Print every one of the entries below word for word, changing nothing.

Location labeling entries:

»»

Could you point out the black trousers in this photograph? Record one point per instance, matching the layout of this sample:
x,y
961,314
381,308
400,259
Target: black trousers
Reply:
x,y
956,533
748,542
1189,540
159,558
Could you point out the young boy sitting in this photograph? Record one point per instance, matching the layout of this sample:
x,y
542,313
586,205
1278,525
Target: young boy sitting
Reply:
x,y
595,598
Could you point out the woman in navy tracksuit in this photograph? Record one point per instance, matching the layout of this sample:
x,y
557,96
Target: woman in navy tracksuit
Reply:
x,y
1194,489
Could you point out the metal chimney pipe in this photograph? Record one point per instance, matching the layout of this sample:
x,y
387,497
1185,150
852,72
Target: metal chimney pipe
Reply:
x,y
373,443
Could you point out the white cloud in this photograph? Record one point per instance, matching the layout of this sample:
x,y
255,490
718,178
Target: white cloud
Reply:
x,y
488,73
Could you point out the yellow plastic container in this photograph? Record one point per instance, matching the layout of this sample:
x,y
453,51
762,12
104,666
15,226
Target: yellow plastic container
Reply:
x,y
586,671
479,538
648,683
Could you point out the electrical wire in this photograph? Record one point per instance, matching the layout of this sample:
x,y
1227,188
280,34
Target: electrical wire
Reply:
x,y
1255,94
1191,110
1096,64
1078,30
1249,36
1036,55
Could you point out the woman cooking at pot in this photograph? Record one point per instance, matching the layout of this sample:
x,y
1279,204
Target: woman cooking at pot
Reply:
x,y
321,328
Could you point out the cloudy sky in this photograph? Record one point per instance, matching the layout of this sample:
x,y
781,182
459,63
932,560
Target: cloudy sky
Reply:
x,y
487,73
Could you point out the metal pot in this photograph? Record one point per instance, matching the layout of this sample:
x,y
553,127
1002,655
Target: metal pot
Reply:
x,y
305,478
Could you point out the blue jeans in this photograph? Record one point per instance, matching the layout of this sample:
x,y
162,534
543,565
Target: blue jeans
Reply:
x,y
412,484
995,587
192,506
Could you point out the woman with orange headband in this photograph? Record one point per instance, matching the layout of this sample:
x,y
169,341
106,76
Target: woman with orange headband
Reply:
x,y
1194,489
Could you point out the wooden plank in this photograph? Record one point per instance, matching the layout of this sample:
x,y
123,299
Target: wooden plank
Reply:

««

Response for this exercise:
Could you point out the black trousers in this photograph? Record one point per instance, matching the layout of this sample:
x,y
961,314
381,308
400,259
Target: black trousers
Reply:
x,y
956,533
748,542
1189,540
159,558
Could you point out the young boy sitting in this photograph? Record one point per instance, matching the layout of this sample:
x,y
542,313
586,205
1278,525
Target: young boy sitting
Reply:
x,y
595,598
Could you point out the woman in navy tracksuit in this photograph? Record one point per instance, matching the layout of this sample:
x,y
557,96
Target: woman in navy tracksuit
Reply:
x,y
1194,489
Could you point out the metal chimney pipe in this photograph? Record one point per instance, matching the layout of this sample:
x,y
387,497
1185,150
852,72
Target: metal chimney pipe
Reply:
x,y
373,443
Could you point out the white cloud in this photograph? Record one point per instance, matching the layout of this sample:
x,y
255,490
718,178
Target: white cloud
Reply:
x,y
488,73
Could you point out the yellow plastic container in this photograph? Record one point per instance, matching the layout of this sample:
x,y
453,51
762,12
104,666
15,226
Target: yellow plastic container
Reply:
x,y
586,671
479,538
648,683
Could you point out the electrical wire in this photograph? Record one point per instance, matching the layout of this sample:
x,y
1227,188
280,34
Target: electrical wire
Reply:
x,y
1255,94
1191,110
1096,64
1078,30
1249,36
1036,55
Could you point out the woman cooking at pot in this photograph? Record one point per instance, matching the layout of this sample:
x,y
1279,204
Target: woman cooking at pot
Reply:
x,y
321,328
Could you point out the cloudy sky in this photograph? Record one point per instance, matching the layout of this sample:
x,y
781,182
459,63
932,560
Target: cloudy sky
Reply:
x,y
487,73
Could you point out the metal pot in this photograph? Record one point per instance, matching the layout of this sample:
x,y
553,127
1002,655
Target: metal pot
Reply:
x,y
305,478
Could you point out the blue jeans in this photograph? Record one point per instance, matching the layout of this sample:
x,y
162,534
543,565
Target: blue jeans
Reply:
x,y
412,484
995,587
192,506
Could you point out the woman with orange headband in this photograph? Record one point per instance, matching the layout of this sample:
x,y
169,341
106,76
Target: woman with orange headband
Reply:
x,y
1194,489
Could you point out the wooden plank in this photograph? Record one point per instance, matching the layout of this sample:
x,y
123,299
Target: wooden plank
Reply:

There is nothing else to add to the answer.